[START]

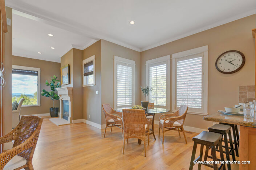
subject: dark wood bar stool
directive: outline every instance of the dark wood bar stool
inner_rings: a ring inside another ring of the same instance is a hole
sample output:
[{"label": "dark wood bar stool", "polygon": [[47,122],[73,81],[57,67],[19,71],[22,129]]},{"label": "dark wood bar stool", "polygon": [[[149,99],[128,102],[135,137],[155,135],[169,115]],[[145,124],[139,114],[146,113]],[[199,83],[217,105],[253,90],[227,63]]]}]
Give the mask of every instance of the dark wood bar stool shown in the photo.
[{"label": "dark wood bar stool", "polygon": [[[229,158],[229,154],[232,155],[232,158],[233,161],[235,161],[236,158],[235,156],[235,152],[234,152],[234,148],[233,145],[233,141],[232,140],[232,136],[231,135],[231,126],[228,125],[225,125],[224,124],[215,124],[214,126],[211,126],[208,128],[208,130],[210,132],[219,133],[222,135],[222,137],[224,137],[224,143],[225,143],[224,146],[222,147],[225,148],[225,152],[224,153],[226,154],[226,157],[227,161],[230,161]],[[227,135],[228,135],[228,138],[230,142],[229,144],[230,145],[230,149],[229,150],[228,147],[228,141]],[[219,150],[216,149],[217,151],[220,152],[220,149],[222,145],[219,146]],[[218,148],[218,147],[216,147]],[[208,150],[207,148],[206,151],[206,157],[210,157],[208,155]],[[227,163],[228,169],[228,170],[231,170],[231,165],[230,163]]]},{"label": "dark wood bar stool", "polygon": [[[238,133],[238,129],[237,126],[236,124],[230,124],[224,123],[220,123],[220,124],[229,125],[232,128],[232,132],[233,132],[233,136],[234,138],[234,142],[233,143],[235,145],[235,150],[236,151],[236,155],[237,157],[239,157],[239,151],[238,149],[239,148],[239,133]],[[229,141],[228,142],[229,142]]]},{"label": "dark wood bar stool", "polygon": [[[204,145],[206,146],[206,149],[211,148],[212,149],[212,161],[217,161],[217,160],[224,161],[224,156],[223,155],[223,151],[222,146],[222,135],[216,133],[212,132],[207,132],[203,131],[198,135],[195,136],[193,138],[193,140],[194,141],[194,145],[193,146],[193,151],[192,154],[191,156],[191,160],[190,164],[189,166],[189,170],[192,170],[193,167],[195,165],[194,161],[203,161],[203,152]],[[198,144],[201,145],[200,148],[200,152],[199,156],[195,160],[195,156],[196,152],[196,147]],[[220,156],[220,159],[217,159],[216,156],[216,148],[217,146],[219,146],[219,152]],[[223,169],[225,170],[226,167],[224,164],[221,164],[219,167],[218,168],[218,166],[217,164],[214,163],[213,166],[211,165],[203,163],[202,164],[198,164],[198,169],[201,169],[201,166],[202,165],[213,168],[214,170]]]}]

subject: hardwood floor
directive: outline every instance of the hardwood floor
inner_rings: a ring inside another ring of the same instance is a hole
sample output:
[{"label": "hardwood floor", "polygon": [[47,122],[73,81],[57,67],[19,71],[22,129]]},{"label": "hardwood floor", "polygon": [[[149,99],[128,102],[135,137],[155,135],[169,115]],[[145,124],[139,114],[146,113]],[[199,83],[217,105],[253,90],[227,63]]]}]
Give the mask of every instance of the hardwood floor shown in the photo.
[{"label": "hardwood floor", "polygon": [[[186,144],[183,135],[180,138],[177,132],[171,131],[165,134],[162,145],[161,131],[158,138],[158,126],[155,131],[157,140],[150,136],[146,157],[143,143],[138,145],[136,139],[126,143],[123,155],[122,132],[118,128],[113,127],[112,133],[107,129],[104,138],[104,129],[84,123],[57,127],[44,118],[33,165],[35,170],[188,170],[192,138],[197,133],[186,132]],[[199,147],[196,158],[199,149]],[[194,169],[197,169],[195,165]],[[212,169],[203,165],[202,169]]]}]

[END]

■ What to do: Pull out each line of the data above that contains the string "directive".

■ Correct output:
directive: outline every instance of the dark wood bar stool
directive: outline every instance of the hardwood floor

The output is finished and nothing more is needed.